Extracted data entries

----------------------------------------

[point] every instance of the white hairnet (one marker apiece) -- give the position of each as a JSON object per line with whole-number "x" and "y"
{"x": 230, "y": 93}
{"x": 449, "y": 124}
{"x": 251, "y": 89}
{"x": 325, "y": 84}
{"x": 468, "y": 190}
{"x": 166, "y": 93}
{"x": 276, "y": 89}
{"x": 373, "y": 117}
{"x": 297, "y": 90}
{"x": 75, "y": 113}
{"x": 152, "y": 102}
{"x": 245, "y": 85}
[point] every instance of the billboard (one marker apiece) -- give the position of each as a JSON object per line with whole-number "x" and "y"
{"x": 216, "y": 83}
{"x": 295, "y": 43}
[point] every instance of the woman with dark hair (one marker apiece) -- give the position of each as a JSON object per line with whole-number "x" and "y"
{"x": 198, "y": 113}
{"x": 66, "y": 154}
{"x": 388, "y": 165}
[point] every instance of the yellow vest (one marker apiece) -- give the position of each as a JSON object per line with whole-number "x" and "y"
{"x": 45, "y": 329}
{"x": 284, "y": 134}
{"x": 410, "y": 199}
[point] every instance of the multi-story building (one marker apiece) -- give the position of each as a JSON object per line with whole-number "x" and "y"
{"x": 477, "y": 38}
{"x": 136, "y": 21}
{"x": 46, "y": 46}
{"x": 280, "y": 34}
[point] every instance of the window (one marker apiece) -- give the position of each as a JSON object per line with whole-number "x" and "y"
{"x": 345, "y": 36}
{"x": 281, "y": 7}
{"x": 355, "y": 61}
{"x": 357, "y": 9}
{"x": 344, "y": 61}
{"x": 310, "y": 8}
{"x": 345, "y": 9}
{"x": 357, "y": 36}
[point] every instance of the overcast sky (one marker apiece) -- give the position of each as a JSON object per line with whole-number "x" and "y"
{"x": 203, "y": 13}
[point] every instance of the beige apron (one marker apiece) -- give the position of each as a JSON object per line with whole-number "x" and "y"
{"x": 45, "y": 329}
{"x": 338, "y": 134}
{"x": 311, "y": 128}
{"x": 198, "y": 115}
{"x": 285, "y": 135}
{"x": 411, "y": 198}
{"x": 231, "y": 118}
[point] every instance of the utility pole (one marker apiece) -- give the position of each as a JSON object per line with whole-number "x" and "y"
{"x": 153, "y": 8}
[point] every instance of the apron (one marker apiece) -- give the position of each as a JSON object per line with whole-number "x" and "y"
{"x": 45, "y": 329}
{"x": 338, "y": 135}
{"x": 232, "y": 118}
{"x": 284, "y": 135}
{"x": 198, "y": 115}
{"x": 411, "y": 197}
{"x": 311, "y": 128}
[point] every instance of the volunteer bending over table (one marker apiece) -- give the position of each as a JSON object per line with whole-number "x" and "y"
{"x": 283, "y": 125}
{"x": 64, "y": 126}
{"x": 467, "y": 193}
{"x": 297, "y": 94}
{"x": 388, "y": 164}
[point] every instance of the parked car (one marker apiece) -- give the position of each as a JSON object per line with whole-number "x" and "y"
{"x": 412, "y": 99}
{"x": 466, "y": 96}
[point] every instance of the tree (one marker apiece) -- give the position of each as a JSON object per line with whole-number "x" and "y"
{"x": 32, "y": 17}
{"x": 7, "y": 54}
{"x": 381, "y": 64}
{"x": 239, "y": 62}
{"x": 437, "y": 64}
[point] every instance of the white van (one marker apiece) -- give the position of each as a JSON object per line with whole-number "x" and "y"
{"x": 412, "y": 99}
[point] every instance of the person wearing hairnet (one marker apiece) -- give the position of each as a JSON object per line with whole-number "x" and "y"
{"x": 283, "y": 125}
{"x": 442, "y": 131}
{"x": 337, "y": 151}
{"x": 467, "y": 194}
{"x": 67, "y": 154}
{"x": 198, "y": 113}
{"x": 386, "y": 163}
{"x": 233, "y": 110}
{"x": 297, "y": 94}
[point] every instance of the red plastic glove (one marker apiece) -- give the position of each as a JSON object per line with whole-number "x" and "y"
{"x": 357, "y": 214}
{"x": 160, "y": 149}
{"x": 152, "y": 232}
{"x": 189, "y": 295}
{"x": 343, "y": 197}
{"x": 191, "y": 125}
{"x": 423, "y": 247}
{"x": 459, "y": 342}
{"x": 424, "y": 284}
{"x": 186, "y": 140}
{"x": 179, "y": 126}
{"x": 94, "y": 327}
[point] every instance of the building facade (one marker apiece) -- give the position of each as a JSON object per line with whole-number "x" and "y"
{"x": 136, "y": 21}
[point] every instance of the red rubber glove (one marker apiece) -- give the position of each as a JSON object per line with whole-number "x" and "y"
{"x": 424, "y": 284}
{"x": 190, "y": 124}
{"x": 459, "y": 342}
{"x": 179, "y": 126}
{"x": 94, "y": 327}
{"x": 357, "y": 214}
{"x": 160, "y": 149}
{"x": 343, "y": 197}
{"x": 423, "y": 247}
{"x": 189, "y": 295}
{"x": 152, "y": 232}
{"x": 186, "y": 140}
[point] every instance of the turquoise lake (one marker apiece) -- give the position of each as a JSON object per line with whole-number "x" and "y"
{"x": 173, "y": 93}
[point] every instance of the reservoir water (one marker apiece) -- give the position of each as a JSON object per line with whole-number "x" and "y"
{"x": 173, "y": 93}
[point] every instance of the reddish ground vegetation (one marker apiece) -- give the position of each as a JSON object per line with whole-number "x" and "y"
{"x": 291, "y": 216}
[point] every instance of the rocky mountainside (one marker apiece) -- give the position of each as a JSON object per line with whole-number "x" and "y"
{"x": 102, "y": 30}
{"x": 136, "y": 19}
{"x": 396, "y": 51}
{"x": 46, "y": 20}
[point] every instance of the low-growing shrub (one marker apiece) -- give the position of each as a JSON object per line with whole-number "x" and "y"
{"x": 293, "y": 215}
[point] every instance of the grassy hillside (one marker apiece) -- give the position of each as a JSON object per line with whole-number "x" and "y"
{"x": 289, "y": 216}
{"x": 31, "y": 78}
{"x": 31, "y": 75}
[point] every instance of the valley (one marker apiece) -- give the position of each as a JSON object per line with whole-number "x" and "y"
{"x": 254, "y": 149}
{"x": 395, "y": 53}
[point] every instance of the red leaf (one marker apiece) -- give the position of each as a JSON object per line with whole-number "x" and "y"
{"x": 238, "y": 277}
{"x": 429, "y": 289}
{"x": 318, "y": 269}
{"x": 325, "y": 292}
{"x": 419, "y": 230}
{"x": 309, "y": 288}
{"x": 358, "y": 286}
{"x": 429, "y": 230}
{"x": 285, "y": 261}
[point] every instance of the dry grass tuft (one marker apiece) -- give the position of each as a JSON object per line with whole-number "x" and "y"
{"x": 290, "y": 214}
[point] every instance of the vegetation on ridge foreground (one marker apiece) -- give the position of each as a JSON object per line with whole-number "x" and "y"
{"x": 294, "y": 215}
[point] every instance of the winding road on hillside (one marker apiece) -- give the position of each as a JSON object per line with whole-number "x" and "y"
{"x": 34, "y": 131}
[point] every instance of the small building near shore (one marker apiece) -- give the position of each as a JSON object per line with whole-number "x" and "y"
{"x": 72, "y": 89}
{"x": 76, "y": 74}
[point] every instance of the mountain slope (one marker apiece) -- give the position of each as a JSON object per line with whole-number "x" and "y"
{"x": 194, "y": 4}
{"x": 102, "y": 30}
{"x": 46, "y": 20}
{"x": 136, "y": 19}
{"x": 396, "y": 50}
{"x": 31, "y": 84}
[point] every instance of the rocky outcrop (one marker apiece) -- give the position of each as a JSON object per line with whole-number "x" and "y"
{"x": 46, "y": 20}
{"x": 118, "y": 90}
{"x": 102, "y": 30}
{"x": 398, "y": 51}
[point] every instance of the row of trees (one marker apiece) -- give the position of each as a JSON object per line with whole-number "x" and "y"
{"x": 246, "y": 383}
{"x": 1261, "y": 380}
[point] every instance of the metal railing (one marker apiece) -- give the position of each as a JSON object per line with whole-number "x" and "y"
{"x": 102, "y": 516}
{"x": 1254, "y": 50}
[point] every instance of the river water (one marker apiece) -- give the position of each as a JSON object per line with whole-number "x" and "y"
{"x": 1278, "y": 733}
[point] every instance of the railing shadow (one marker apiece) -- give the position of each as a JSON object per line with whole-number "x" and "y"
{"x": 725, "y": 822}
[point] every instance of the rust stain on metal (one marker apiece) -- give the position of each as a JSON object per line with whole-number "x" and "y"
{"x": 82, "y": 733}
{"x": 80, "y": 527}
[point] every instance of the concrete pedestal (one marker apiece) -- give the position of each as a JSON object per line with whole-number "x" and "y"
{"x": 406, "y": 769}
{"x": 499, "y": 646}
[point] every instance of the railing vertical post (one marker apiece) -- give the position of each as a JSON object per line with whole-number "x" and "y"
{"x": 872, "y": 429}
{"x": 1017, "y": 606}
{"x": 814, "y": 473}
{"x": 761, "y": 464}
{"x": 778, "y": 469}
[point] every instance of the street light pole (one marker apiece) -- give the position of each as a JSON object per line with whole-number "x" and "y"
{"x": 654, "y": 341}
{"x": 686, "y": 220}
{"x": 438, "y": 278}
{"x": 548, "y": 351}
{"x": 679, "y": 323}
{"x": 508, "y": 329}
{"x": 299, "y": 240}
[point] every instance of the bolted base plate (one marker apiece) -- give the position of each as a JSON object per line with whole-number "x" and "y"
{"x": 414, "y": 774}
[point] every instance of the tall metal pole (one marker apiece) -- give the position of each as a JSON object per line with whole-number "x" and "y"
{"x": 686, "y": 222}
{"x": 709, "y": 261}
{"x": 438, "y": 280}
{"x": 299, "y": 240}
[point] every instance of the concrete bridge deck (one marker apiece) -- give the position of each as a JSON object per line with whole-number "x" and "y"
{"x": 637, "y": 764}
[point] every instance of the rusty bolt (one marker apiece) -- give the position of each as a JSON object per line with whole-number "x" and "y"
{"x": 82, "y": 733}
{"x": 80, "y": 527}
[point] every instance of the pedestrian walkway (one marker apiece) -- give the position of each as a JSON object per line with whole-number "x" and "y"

----------------------------------------

What the task requires:
Please let your answer be exactly the lines from the one holding "[point] every instance of the tall" through the last line of the entries above, both ends included.

Written answer:
[point] every instance of the tall metal pole (one marker apiece) -- give the position of each as a JSON object per line with whole-number "x" and "y"
{"x": 686, "y": 222}
{"x": 709, "y": 261}
{"x": 438, "y": 280}
{"x": 299, "y": 240}
[point] every instance of the concrete bridge deck (one marker apiece) -- give the position of each as a JSON object per line with whole-number "x" and "y"
{"x": 637, "y": 764}
[point] every instance of the rusty bolt (one marker apiece) -- give the position of each as a JSON object per line with whole-number "x" and "y"
{"x": 82, "y": 733}
{"x": 80, "y": 527}
[point] every instance of the pedestrian walkway (one marker apiece) -- give the position of each as a JSON object per line with whole-number "x" and "y"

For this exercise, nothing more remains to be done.